··· RECORD EXCERPTS
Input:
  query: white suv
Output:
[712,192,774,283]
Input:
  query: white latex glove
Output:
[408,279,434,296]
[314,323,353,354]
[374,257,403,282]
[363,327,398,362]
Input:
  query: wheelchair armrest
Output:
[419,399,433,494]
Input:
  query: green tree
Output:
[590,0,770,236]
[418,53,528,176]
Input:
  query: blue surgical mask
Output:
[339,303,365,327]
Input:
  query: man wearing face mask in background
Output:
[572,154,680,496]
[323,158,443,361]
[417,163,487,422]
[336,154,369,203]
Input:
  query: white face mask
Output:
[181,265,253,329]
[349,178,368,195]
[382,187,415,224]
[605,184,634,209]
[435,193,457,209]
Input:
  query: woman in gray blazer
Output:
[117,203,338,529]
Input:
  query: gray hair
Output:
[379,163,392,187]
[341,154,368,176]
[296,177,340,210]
······
◆ TASK BRIEF: Please reproduce every one of the entries above word for word.

◆ FINAL RESULT:
Input:
  query: white suv
Output:
[712,192,774,283]
Input:
  query: white latex glove
Output:
[408,279,434,296]
[314,323,353,354]
[374,257,403,282]
[363,327,398,362]
Input:
  query: wheelchair armrest
Output:
[419,399,433,494]
Input:
  query: green tree
Output:
[590,0,770,236]
[418,53,528,176]
Input:
  query: blue surgical mask
Output:
[339,303,365,327]
Input:
  query: man wearing face mask in background
Output:
[572,154,680,496]
[323,158,443,361]
[417,163,487,422]
[336,154,369,203]
Input:
  query: white face mask
Output:
[181,265,253,329]
[349,178,368,195]
[382,187,415,224]
[605,184,634,209]
[435,193,457,209]
Input:
  query: woman in gray blazer
Output:
[117,203,338,529]
Input:
  query: gray hair
Output:
[379,163,392,187]
[341,154,368,176]
[296,177,340,210]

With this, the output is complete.